Data extract ->
· · · · ·

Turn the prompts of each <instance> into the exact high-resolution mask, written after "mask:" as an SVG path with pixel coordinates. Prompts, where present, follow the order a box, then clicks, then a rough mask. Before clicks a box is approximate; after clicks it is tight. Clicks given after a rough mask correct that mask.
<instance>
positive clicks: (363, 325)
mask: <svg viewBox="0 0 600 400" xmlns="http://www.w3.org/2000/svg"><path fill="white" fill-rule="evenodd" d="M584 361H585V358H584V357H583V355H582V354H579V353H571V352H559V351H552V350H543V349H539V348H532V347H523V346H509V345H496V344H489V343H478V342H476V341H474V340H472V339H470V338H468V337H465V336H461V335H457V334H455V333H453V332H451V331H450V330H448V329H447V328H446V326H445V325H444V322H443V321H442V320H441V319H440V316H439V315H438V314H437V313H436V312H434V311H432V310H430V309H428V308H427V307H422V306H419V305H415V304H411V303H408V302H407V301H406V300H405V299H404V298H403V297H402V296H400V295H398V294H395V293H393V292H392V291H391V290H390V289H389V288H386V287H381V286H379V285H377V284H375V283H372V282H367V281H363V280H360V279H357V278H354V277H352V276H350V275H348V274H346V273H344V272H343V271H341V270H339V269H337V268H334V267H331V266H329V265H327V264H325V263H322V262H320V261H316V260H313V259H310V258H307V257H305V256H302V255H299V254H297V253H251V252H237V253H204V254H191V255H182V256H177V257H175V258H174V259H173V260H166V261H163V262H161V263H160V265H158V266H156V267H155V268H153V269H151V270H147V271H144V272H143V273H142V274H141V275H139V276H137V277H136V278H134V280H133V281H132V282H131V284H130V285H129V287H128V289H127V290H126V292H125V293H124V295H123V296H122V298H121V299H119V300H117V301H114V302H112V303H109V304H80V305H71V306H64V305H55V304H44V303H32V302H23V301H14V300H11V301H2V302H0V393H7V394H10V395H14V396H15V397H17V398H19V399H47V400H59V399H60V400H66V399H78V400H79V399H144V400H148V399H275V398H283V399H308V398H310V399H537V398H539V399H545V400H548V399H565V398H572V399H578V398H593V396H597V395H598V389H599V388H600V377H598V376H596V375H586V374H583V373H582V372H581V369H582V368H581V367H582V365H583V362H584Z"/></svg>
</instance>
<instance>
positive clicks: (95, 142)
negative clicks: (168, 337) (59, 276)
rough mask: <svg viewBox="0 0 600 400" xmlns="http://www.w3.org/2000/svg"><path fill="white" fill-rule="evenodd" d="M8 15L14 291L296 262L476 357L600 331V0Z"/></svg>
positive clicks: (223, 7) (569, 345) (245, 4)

· · · · ·

About this exercise -> Reproduce all of the lines above verbatim, with no changes.

Answer below ->
Turn the prompts of each <instance> into the exact high-resolution mask, written after "mask:" as an SVG path with pixel coordinates. Prompts, where present, follow the order a box, then clicks, then a rough mask. Before clicks a box is approximate; after clicks it is tight. Clicks given after a rough mask correct that mask.
<instance>
positive clicks: (363, 325)
mask: <svg viewBox="0 0 600 400" xmlns="http://www.w3.org/2000/svg"><path fill="white" fill-rule="evenodd" d="M584 361H585V358H584V357H583V355H582V354H579V353H571V352H559V351H552V350H543V349H539V348H532V347H523V346H509V345H496V344H489V343H478V342H476V341H474V340H472V339H470V338H468V337H465V336H461V335H457V334H455V333H453V332H451V331H450V330H448V329H447V328H446V326H445V325H444V322H443V321H442V320H441V319H440V316H439V315H438V314H437V313H436V312H434V311H432V310H430V309H428V308H427V307H422V306H419V305H415V304H411V303H408V302H407V301H406V300H405V299H404V298H403V297H402V296H400V295H398V294H395V293H393V292H392V291H391V290H390V289H389V288H386V287H381V286H379V285H377V284H375V283H372V282H367V281H363V280H360V279H357V278H354V277H352V276H350V275H348V274H346V273H344V272H343V271H341V270H339V269H337V268H334V267H331V266H329V265H327V264H325V263H322V262H320V261H316V260H313V259H310V258H307V257H305V256H302V255H299V254H297V253H251V252H237V253H204V254H191V255H182V256H177V257H175V258H174V259H173V260H166V261H163V262H161V263H160V265H158V266H156V267H155V268H153V269H151V270H147V271H144V272H143V273H142V274H141V275H139V276H137V277H136V278H134V280H133V281H132V282H131V284H130V285H129V287H128V289H127V290H126V292H125V293H124V295H123V296H122V298H121V299H119V300H117V301H114V302H112V303H109V304H80V305H71V306H64V305H55V304H44V303H32V302H23V301H14V300H11V301H2V302H0V393H7V394H10V395H14V396H15V397H17V398H19V399H47V400H59V399H60V400H66V399H78V400H79V399H144V400H148V399H275V398H283V399H308V398H310V399H537V398H539V399H545V400H548V399H565V398H572V399H578V398H593V396H597V395H598V389H599V388H600V377H598V376H596V375H586V374H583V373H582V372H581V369H582V368H581V367H582V365H583V362H584Z"/></svg>
</instance>
<instance>
positive clicks: (95, 142)
negative clicks: (168, 337) (59, 276)
rough mask: <svg viewBox="0 0 600 400" xmlns="http://www.w3.org/2000/svg"><path fill="white" fill-rule="evenodd" d="M8 15L14 291L296 262L476 357L600 331V0Z"/></svg>
positive clicks: (223, 7) (569, 345) (245, 4)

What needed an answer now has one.